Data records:
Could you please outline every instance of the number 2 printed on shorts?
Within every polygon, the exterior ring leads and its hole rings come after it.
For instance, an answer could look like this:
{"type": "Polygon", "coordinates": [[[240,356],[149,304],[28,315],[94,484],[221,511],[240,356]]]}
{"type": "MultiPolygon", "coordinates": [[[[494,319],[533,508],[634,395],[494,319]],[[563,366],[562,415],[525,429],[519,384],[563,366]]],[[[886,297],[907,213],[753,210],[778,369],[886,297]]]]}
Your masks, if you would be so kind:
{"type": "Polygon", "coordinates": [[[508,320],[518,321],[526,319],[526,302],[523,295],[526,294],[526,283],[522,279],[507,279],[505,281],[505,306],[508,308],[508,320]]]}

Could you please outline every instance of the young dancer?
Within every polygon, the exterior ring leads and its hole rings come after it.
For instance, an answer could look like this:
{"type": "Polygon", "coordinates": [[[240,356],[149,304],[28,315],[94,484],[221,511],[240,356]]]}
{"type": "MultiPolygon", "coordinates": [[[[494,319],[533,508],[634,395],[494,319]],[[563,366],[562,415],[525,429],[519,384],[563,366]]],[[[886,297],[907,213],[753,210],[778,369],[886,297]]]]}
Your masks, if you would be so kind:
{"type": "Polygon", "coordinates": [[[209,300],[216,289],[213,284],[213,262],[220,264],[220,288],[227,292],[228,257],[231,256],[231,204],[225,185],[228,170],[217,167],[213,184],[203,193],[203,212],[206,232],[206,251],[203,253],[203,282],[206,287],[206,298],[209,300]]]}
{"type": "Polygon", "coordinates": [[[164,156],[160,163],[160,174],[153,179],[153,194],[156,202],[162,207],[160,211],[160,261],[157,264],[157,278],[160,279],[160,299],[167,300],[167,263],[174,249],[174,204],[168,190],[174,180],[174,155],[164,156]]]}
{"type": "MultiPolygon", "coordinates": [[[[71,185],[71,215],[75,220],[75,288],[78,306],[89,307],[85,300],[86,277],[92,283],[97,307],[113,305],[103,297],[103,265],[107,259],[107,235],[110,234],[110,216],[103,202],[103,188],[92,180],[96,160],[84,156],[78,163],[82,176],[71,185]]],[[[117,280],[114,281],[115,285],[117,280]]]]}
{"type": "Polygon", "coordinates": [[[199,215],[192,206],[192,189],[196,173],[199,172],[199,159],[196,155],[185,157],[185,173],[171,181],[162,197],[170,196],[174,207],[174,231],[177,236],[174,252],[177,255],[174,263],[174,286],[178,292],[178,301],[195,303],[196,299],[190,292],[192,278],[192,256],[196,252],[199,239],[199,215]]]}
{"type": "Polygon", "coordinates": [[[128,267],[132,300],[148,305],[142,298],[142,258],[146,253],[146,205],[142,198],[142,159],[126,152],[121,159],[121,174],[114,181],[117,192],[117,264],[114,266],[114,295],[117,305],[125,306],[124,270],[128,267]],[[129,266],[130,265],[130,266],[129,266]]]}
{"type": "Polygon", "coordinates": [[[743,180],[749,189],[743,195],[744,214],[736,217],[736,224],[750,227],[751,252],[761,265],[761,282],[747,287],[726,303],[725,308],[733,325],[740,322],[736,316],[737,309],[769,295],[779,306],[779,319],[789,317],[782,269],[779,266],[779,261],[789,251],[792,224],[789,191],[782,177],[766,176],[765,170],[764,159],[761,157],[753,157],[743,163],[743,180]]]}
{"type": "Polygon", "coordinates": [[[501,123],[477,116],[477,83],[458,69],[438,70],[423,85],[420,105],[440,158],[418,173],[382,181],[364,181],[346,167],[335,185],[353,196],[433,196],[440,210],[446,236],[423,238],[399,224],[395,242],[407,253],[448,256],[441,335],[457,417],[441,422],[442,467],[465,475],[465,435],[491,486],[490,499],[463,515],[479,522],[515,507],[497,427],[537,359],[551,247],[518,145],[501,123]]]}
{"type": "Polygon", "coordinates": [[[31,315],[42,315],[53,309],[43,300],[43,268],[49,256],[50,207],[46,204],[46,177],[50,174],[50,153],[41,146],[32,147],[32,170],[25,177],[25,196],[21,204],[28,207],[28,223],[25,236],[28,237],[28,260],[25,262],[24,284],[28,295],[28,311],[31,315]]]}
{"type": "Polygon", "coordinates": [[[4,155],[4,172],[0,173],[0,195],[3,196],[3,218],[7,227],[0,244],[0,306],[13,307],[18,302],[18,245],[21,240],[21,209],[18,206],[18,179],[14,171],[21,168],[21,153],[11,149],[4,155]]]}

- ABOUT THIS TASK -
Please give the records again exactly as they are.

- RESULT BELOW -
Could you please outline every instance of the number 2 printed on shorts?
Within every polygon, the exterior ring leads and its hole rings come after it.
For instance, an answer could look like this:
{"type": "Polygon", "coordinates": [[[240,356],[149,304],[28,315],[94,484],[221,511],[240,356]]]}
{"type": "MultiPolygon", "coordinates": [[[[494,319],[533,508],[634,395],[494,319]],[[563,366],[562,415],[525,429],[519,384],[563,366]]],[[[886,297],[907,213],[753,210],[778,369],[886,297]]]]}
Your masks, if you would be so kind:
{"type": "Polygon", "coordinates": [[[508,320],[518,321],[526,319],[526,302],[523,295],[526,294],[526,283],[522,279],[507,279],[505,281],[505,306],[508,308],[508,320]]]}

Could you please outline every instance of the young dancer?
Within every polygon, the exterior ring leads and its hole rings come after it.
For instance, an answer could look like this:
{"type": "Polygon", "coordinates": [[[240,356],[149,304],[28,315],[94,484],[221,511],[240,356]]]}
{"type": "MultiPolygon", "coordinates": [[[[494,319],[533,508],[634,395],[494,319]],[[563,366],[562,415],[525,429],[519,384],[563,366]]],[[[886,297],[907,213],[753,210],[778,369],[886,297]]]]}
Your masks, if you would be so kind:
{"type": "Polygon", "coordinates": [[[209,300],[216,289],[213,284],[213,262],[220,264],[220,288],[227,292],[228,257],[231,256],[231,204],[225,185],[228,170],[217,167],[213,184],[203,193],[203,212],[206,232],[206,251],[203,253],[203,282],[206,287],[206,298],[209,300]]]}
{"type": "Polygon", "coordinates": [[[164,156],[160,163],[160,174],[153,179],[153,194],[156,202],[162,207],[160,211],[160,261],[157,264],[157,278],[160,279],[160,299],[167,300],[167,263],[174,249],[174,204],[168,190],[174,180],[174,155],[164,156]]]}
{"type": "MultiPolygon", "coordinates": [[[[71,185],[71,215],[75,220],[75,288],[78,306],[89,307],[85,300],[86,277],[92,283],[97,307],[113,305],[103,297],[103,265],[107,259],[107,235],[110,234],[110,216],[103,202],[103,188],[92,180],[96,160],[84,156],[78,163],[82,176],[71,185]]],[[[117,280],[114,281],[115,285],[117,280]]]]}
{"type": "Polygon", "coordinates": [[[199,215],[192,206],[192,189],[196,173],[199,172],[199,159],[196,155],[185,157],[185,173],[171,181],[162,197],[170,196],[174,207],[174,231],[177,236],[174,252],[177,255],[174,263],[174,286],[178,292],[178,301],[195,303],[196,299],[190,292],[192,278],[192,256],[196,252],[199,239],[199,215]]]}
{"type": "Polygon", "coordinates": [[[128,267],[132,300],[148,305],[142,298],[142,258],[146,253],[146,205],[142,198],[142,159],[126,152],[121,159],[121,174],[114,181],[117,192],[117,264],[114,266],[114,295],[117,305],[125,306],[124,270],[128,267]],[[129,266],[130,265],[130,266],[129,266]]]}
{"type": "Polygon", "coordinates": [[[743,180],[749,189],[743,195],[744,214],[736,217],[736,224],[750,227],[751,252],[761,265],[761,282],[747,287],[726,303],[725,308],[733,325],[740,322],[736,316],[737,309],[769,295],[779,306],[779,319],[789,317],[782,269],[779,266],[779,261],[789,251],[792,224],[789,191],[782,177],[766,176],[765,170],[764,159],[761,157],[753,157],[743,163],[743,180]]]}
{"type": "Polygon", "coordinates": [[[501,123],[477,116],[477,83],[458,69],[438,70],[423,85],[420,105],[440,158],[418,173],[382,181],[364,181],[346,167],[335,185],[353,196],[433,196],[440,210],[446,236],[423,238],[399,224],[395,242],[407,253],[448,256],[441,335],[457,417],[441,422],[442,467],[465,475],[465,435],[491,486],[490,499],[463,515],[479,522],[515,507],[497,427],[537,359],[551,247],[518,145],[501,123]]]}
{"type": "Polygon", "coordinates": [[[31,315],[42,315],[53,309],[43,300],[43,268],[49,256],[50,207],[46,204],[46,177],[50,174],[50,153],[41,146],[32,147],[32,170],[25,177],[25,196],[21,204],[28,207],[28,223],[25,236],[28,237],[28,260],[25,262],[24,284],[28,295],[28,311],[31,315]]]}
{"type": "Polygon", "coordinates": [[[4,155],[4,172],[0,173],[0,195],[3,196],[3,218],[7,227],[0,244],[0,306],[13,307],[18,302],[18,245],[21,240],[21,209],[18,206],[18,179],[14,171],[21,168],[21,153],[11,149],[4,155]]]}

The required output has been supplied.